## Exercise prompt
Read the lines below, and copy any that contain the string "player".

----------

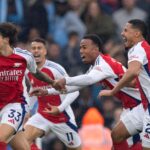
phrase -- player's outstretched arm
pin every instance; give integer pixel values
(131, 73)
(43, 77)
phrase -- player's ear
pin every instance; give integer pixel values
(6, 39)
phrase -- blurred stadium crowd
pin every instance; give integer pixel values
(63, 23)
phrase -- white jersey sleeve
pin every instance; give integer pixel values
(137, 53)
(96, 74)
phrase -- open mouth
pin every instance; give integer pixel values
(124, 39)
(37, 57)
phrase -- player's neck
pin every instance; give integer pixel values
(138, 40)
(6, 51)
(40, 65)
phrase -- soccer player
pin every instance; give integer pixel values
(62, 125)
(103, 69)
(13, 63)
(134, 35)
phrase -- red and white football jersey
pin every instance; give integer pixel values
(12, 75)
(141, 52)
(113, 71)
(55, 71)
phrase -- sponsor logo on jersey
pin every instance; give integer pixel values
(71, 143)
(10, 75)
(16, 65)
(11, 121)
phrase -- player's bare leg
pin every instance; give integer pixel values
(19, 142)
(78, 148)
(119, 135)
(31, 133)
(6, 131)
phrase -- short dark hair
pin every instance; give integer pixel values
(9, 30)
(141, 26)
(95, 39)
(39, 40)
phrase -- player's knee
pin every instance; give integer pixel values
(25, 146)
(117, 136)
(3, 139)
(77, 148)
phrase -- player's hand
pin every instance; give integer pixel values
(38, 92)
(105, 93)
(51, 110)
(60, 84)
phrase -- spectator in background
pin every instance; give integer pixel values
(109, 6)
(65, 21)
(54, 52)
(37, 18)
(127, 12)
(71, 56)
(98, 22)
(93, 134)
(12, 11)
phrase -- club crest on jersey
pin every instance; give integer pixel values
(16, 65)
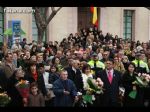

----------

## Solution
phrase -- player's outstretched arm
phrase -- player's ear
phrase -- player's neck
phrase -- soccer player
phrase -- player's bare leg
phrase -- player's knee
phrase -- player's hand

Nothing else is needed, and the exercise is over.